In the items running from the line that contains "of the shrub" through the end of the items, swap "field scouting record" for "site survey log" and write those lines out again with nothing else changed.
▽
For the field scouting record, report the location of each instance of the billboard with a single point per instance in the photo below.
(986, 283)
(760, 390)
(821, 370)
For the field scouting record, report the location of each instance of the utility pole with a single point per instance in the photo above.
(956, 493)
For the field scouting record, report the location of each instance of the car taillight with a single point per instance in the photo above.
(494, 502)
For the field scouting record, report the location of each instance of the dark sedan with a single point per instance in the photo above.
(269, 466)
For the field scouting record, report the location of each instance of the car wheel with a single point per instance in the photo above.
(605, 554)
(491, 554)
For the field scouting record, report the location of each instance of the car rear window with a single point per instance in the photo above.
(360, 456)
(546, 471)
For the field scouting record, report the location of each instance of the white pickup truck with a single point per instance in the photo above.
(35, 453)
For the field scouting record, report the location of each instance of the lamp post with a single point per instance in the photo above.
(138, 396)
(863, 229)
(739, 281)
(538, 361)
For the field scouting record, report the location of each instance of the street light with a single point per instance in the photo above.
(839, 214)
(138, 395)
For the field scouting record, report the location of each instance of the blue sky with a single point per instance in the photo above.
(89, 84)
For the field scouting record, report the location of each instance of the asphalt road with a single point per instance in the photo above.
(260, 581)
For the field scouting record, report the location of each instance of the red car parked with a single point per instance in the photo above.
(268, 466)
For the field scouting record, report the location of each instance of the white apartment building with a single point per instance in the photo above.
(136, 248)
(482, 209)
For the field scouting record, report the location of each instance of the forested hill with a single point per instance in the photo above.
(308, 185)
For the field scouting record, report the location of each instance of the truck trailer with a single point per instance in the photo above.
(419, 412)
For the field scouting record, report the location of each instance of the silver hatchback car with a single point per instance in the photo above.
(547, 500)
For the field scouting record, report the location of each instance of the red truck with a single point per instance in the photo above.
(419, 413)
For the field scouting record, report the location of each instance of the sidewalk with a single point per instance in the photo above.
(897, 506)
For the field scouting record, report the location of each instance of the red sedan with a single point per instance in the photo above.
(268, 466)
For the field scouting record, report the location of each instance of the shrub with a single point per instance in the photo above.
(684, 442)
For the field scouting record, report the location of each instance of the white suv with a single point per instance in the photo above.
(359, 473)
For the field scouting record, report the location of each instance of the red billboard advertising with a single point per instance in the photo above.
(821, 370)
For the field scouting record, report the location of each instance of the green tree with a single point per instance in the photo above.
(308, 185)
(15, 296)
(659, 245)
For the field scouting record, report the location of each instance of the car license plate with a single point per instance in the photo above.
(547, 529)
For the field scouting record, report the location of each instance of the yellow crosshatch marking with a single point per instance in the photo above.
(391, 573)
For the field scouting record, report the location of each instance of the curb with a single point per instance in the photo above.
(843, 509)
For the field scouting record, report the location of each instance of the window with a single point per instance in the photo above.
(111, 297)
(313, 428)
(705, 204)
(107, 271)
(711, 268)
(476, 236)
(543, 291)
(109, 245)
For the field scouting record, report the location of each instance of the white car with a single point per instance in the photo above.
△
*RESULT*.
For the site survey log, report the location of each instance of the shrub with a single point per instance in the photo above.
(684, 442)
For the site survey log, report the location of each instance of the white suv with a single point per instance in the photo above.
(359, 473)
For the site survey log, report the location of each instance of the red billboard advertising with a single point per instance in the photo above.
(821, 370)
For the site survey log, report the location of each instance of the green tree with a single point per instance in the photo above.
(308, 185)
(15, 296)
(659, 245)
For the site survey log, report the location of each instance of the car license plate with a single point per instance in the photo above.
(547, 529)
For the site survey log, report the location of each instance of the yellow crosshatch marking with a single point per instance in the photo above.
(391, 573)
For the site survey log, report the location of each instance of the curb with a single point per instance in the photo above.
(843, 509)
For the site survey log, report the location of each instance of the window with a single point per instance in the photo above.
(111, 297)
(313, 428)
(705, 204)
(107, 271)
(711, 268)
(476, 236)
(543, 291)
(109, 245)
For the site survey log, report the location of each instance of the white car with a single point per instance in the photo above.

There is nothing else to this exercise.